## Records supplied
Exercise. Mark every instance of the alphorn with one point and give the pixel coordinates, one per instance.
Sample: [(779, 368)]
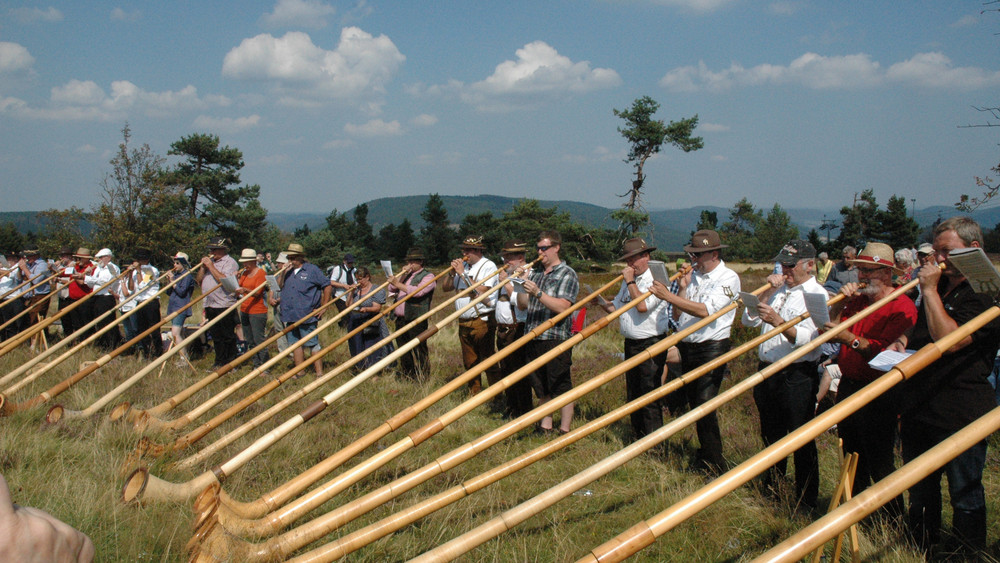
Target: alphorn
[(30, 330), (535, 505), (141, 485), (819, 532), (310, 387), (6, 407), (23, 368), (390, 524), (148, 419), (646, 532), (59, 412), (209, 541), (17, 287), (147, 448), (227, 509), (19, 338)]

==

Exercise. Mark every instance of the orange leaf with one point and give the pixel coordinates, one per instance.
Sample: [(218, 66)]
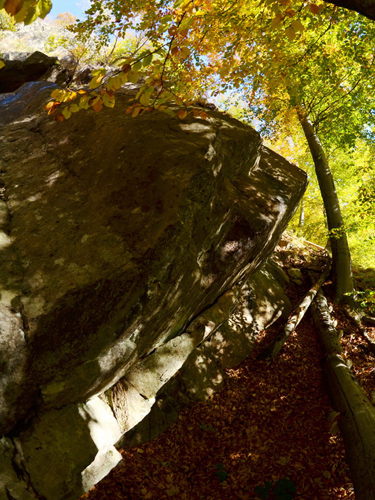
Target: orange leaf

...

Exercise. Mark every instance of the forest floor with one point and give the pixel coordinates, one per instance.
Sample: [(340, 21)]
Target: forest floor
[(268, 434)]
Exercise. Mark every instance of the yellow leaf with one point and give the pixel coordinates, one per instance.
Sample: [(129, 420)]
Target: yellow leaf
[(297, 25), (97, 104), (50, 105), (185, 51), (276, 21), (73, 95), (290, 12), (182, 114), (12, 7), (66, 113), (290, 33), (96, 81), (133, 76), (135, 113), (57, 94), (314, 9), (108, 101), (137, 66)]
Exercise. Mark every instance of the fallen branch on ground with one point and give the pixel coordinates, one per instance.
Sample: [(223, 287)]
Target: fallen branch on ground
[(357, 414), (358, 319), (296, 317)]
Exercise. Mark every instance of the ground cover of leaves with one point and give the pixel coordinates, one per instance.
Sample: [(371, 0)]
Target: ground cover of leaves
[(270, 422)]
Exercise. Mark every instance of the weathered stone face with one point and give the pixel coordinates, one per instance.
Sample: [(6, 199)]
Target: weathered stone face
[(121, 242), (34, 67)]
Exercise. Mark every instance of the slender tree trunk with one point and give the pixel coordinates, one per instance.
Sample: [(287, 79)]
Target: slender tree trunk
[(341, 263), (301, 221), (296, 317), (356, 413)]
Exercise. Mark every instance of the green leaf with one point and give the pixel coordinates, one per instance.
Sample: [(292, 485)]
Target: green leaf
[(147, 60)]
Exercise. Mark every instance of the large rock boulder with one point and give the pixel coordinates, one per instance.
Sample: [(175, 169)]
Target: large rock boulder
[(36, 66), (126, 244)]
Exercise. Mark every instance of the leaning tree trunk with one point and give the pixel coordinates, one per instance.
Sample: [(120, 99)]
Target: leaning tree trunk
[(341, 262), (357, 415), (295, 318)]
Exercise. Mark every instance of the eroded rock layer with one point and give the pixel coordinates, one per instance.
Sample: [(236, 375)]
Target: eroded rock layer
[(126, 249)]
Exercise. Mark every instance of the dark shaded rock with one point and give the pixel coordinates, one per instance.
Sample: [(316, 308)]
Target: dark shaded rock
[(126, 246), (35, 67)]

## Goal of the exercise
Copy the lines above exactly, starting at the one with "Exercise. Mark every instance of the orange" and ending at the one with "Target: orange leaf", both included. Leave out any pictures and add nothing else.

## Result
Exercise. Mark every instance of the orange leaf with one point and give the pixel coordinates, one per instance.
Sample: [(218, 66)]
Target: orange leaf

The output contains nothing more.